▶ _Problem_:
All of the material below is to be returned exactly.

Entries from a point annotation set
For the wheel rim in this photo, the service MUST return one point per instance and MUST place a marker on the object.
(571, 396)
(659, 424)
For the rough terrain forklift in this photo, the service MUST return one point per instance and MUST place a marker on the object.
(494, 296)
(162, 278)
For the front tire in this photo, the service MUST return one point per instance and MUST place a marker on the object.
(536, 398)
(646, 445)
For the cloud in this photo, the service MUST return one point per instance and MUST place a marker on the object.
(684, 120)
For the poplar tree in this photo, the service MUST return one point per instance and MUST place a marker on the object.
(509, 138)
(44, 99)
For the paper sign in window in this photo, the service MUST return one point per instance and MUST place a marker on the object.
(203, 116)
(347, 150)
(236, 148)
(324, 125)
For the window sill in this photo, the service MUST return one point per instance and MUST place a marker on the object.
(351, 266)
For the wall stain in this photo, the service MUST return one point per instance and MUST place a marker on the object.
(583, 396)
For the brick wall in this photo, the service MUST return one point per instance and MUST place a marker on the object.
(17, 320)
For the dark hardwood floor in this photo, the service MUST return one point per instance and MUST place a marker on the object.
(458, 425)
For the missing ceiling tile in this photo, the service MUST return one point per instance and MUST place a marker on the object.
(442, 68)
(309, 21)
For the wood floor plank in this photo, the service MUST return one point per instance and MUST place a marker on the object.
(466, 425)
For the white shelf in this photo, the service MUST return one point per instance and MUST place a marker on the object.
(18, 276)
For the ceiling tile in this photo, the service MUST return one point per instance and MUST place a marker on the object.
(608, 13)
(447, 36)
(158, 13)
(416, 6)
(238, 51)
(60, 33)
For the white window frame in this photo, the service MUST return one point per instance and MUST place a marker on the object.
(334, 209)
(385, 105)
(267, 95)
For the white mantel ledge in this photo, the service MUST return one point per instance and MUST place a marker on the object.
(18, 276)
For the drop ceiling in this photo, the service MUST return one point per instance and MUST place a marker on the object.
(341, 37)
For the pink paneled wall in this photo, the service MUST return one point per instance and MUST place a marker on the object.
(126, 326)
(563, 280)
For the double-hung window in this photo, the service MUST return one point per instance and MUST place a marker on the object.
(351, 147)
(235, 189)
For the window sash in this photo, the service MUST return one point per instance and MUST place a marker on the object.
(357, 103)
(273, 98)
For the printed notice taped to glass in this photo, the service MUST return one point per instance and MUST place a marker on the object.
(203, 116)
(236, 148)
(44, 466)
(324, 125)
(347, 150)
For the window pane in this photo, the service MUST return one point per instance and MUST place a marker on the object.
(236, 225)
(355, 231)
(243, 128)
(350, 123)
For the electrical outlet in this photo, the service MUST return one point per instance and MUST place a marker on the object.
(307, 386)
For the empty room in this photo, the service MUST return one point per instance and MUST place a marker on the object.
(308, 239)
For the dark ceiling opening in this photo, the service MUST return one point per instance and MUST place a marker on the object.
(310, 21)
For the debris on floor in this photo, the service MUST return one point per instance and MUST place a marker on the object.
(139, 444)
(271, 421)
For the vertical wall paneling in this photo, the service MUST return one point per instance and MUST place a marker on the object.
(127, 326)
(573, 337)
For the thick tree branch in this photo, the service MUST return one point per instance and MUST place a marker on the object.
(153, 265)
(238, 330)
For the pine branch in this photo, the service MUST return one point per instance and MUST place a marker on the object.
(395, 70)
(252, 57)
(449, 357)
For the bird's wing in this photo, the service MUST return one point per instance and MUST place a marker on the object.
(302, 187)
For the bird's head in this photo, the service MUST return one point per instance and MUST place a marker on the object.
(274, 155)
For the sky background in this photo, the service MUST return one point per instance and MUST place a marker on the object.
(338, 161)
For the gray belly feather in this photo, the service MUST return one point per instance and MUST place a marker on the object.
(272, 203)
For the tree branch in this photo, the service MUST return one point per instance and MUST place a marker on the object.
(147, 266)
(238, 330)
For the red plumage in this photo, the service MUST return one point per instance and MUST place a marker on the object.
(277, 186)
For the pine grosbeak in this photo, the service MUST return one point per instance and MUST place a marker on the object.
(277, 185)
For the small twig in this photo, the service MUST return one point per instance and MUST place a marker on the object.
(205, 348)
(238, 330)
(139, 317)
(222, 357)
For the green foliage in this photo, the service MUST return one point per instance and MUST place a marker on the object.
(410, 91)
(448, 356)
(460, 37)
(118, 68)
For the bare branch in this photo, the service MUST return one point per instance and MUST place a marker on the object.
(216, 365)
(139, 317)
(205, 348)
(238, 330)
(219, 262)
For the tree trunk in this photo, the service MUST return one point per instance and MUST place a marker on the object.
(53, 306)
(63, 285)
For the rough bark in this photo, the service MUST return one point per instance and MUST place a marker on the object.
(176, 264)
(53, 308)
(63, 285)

▶ _Answer to this problem_:
For the wheel rim in this photo, the service MUST return one point per instance and MUST place a marker on the object.
(571, 396)
(659, 424)
For the rough terrain forklift in this photo, the service MUST return one point per instance and MUST place a marker on the object.
(494, 296)
(162, 278)
For the front tire in this photo, the service MUST return one point per instance and MUST place a marker on the object.
(536, 398)
(646, 445)
For the cloud in this photo, the service MUST return one point per instance and MUST place a marker on the object.
(684, 120)
For the poplar tree in this photo, the service MUST return one point per instance and MUST place a marker on the object.
(509, 138)
(44, 99)
For the paper sign in window in this photo, the service MUST return one point per instance and MUST place a marker on the object.
(203, 116)
(347, 150)
(236, 148)
(324, 125)
For the window sill in this photo, the service MUST return one point per instance and MUST place a marker on the object.
(351, 266)
For the wall stain in this photo, the service MUST return one point per instance and MUST place a marker on the object.
(583, 396)
For the brick wall in this photo, the service MUST return one point per instance and MUST place a marker on the object.
(17, 320)
For the dark hardwood floor in this photo, the service MUST return one point per instance and MUST place a marker on the object.
(458, 425)
For the missing ceiling tile in this photo, the service MUST return one point per instance and MUST place a marker on the object.
(442, 68)
(309, 21)
For the wood floor plank in this photo, the service MUST return one point per instance and MUST place a marker on the object.
(466, 425)
For the white shelf in this photo, the service MUST return one point per instance and MUST place a marker on the object.
(18, 276)
For the ceiling tile in this photo, the service MUST return one point per instance and MUST place a marker on the object.
(608, 13)
(447, 36)
(158, 13)
(416, 6)
(238, 51)
(60, 33)
For the white window frame in this photo, the service MUST return one point per instance and MUST place a marker on the object.
(334, 209)
(385, 105)
(267, 95)
For the white mantel ledge in this photo, the service MUST return one point per instance and MUST place a marker on the object.
(18, 276)
For the drop ceiling in this photo, the service MUST return one point per instance and MUST place a marker on the object.
(341, 37)
For the pink paneled wall in this photo, the service MUST return one point per instance and MUST place a marker on the object.
(126, 326)
(563, 280)
For the double-hung window in this photo, the service MUST return one point per instance and MUST place a marker on the object.
(351, 147)
(235, 189)
For the window sash in this photo, the service MUST return one point per instance and MUST place a marker on the object.
(357, 103)
(273, 98)
For the printed notice taped to glass in this photo, the service MUST return one point per instance and MUST place a marker on the object.
(203, 116)
(236, 148)
(44, 466)
(324, 125)
(347, 150)
For the window pane in this photo, the service MUST return one point per instance and MUST place a marker on the object.
(236, 225)
(355, 231)
(243, 128)
(350, 123)
For the electrical outlet in this photo, the service MUST return one point per instance and MUST place a marker on the object.
(307, 386)
For the empty room in this photo, the service MUST return one point per instance and MUST place a marker on the object.
(308, 239)
For the dark ceiling opening in this photo, the service MUST return one point per instance and MUST place a marker on the object.
(310, 21)
For the debris on floor in this photo, the service MUST return one point per instance and MUST place a marker on the object.
(139, 444)
(271, 421)
For the vertical wall paneling in this photo, the service MUST return one point per instance and MUST place a marker on the object.
(127, 326)
(573, 337)
For the thick tree branch in this photo, the service MUST return one point per instance and MUST place a marker on the object.
(153, 265)
(238, 330)
For the pine branch in this photo, the service MUST return one point per instance and MUST place a marker on the object.
(395, 70)
(252, 57)
(449, 357)
For the bird's wing in this photo, the service MUST return one point per instance and MUST place a marker on the object.
(302, 187)
For the bird's head in this photo, the service MUST return one point per instance and MUST place a marker on the object.
(274, 155)
For the sky background in this photo, the service MUST return one point per instance and MUST place a marker on the object.
(338, 161)
For the gray belly feather in this photo, the service MUST return one point per instance and MUST place a marker on the object.
(272, 203)
For the tree branch in this photo, the service MUST return one point per instance and MUST place a marker on the object.
(147, 266)
(238, 330)
For the red plumage in this photo, the service MUST return one point per instance and MUST place a marker on the object.
(277, 186)
For the pine grosbeak in this photo, the service MUST return one point per instance and MUST place a marker on the object.
(277, 185)
For the small twig in this photo, the service MUST return one point per instance and MUST place a marker on the object.
(205, 348)
(238, 330)
(139, 317)
(222, 357)
For the green foliage in this photo, the service MUST return one point per instance and MUST place a marker on the object.
(410, 91)
(448, 356)
(460, 37)
(118, 68)
For the bare branch in this photo, the service MUST return one point per instance and MUST place a marker on the object.
(216, 365)
(139, 317)
(205, 348)
(238, 330)
(219, 262)
For the tree trunk in this photo, the service MUST return one point per instance and MUST place a marker on the object.
(53, 306)
(63, 285)
For the rough bark in this photo, the service MUST return one point per instance and MUST place a marker on the object.
(176, 264)
(53, 308)
(63, 285)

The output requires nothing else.